- _Фрагмент_
Новости

«Чудо» маршала Пилсудского

Советско-польская война 1920 года в свете новых исследований.

В середине августа с.г. польская пресса звучно отметила одну историческую годовщину, хотя и не круглую. Это 101-летие разгрома под Варшавой соединений и частей Западного фронта Красной армии, которым командовал будущий маршал Советского Союза М.Н. Тухачевский (ему было тогда 27 лет от роду). Годом ранее бурно отпраздновано100-летие той самой битвы, которую в Польше принято величать «Чудом на Висле».

Главные торжества выпали на 14, 15 и 16 августа, объявленные выходными. Если бы не злополучный ковид-вирус, состоялся бы даже военный парад. В столице Польши решено установить и специальный памятник, посвященный Варшавской битве 1920 года. Конкурс, в котором участвовало 58 проектов, выиграл архитектор Мирослав Низё, предложивший возвести 23-метровую стелу, закрученную по часовой стрелке и окруженную фонтанами. Реализовано почти 80 музейных проектов, в числе которых и посвященный маршалу Юзефу Пилсудскому музей в Сулеювке около Варшавы. Запущен был и специальный сайт, посвященный битве. На семи языках издан богато проиллюстрированный альбом с предисловием, под которым поставлена подпись самого президента Польши Анджея Дуды.Особо подчеркивается, что победа стала возможной только благодаря мудрому предводительству маршала Юзефа Пилсудского, который тогда официально значился Начальником польского государства.

То сражение считается в Польше ключевым в так называемой польско-советской, польско-большевистской войне. Советский Западный фронт 15 августа 1920 года действительно потерпел серьезное поражение, потеряв примерно три четверти своего боевого состава.

Польская сторона утверждает, что тогда погибло примерно 25 тысяч красноармейцев, 45 тысяч перешло границу с Восточной Пруссией, где немцы их интернировали; еще 60 тысяч бойцов попали в польский плен.

(Записи набора данных с указанием точек)
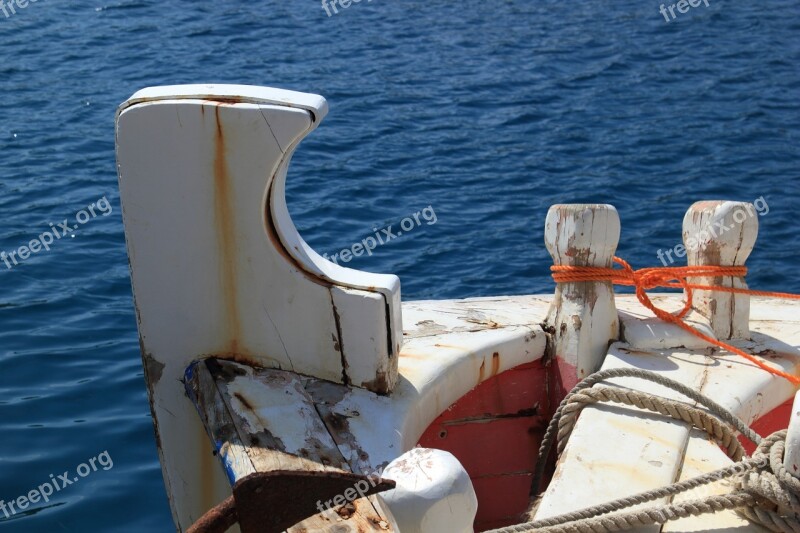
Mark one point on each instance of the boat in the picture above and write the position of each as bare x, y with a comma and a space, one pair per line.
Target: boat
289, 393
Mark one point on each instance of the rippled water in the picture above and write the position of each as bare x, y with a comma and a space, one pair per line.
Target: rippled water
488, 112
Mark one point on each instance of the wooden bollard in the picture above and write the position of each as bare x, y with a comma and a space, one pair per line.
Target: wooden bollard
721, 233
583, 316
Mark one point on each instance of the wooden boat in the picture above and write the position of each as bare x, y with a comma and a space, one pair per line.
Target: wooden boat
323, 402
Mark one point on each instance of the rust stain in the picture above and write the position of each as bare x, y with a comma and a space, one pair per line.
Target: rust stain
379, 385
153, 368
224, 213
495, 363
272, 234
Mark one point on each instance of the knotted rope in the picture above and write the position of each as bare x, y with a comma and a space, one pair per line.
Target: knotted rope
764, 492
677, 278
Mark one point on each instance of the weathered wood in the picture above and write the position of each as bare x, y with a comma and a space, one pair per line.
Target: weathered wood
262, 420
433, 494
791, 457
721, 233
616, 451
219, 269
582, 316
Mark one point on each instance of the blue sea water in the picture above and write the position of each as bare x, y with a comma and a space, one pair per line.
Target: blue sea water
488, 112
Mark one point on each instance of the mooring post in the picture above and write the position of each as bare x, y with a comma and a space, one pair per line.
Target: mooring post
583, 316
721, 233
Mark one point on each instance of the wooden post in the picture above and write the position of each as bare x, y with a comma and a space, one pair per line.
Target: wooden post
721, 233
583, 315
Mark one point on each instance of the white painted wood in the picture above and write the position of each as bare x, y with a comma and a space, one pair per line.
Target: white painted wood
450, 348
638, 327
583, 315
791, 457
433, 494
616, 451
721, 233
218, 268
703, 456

...

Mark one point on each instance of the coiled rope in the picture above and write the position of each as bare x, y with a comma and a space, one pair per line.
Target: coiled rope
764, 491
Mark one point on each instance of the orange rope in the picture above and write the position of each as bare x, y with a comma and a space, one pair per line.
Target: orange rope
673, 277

- _Задания_
[A] Кто, согласно фрагменту, стал победителем конкурса на памятник Варшавской битве 1920 года?
[B] Выберите из листинга все строки, содержащие слово «white».
Фрагмент и листинг между собой никак не связаны.

- _Ответы к заданиям_
[A] Архитектор Мирослав Низё.

[B]
Mark one point on each instance of the white painted wood in the picture above and write the position of each as bare x, y with a comma and a space, one pair per line.
Target: white painted wood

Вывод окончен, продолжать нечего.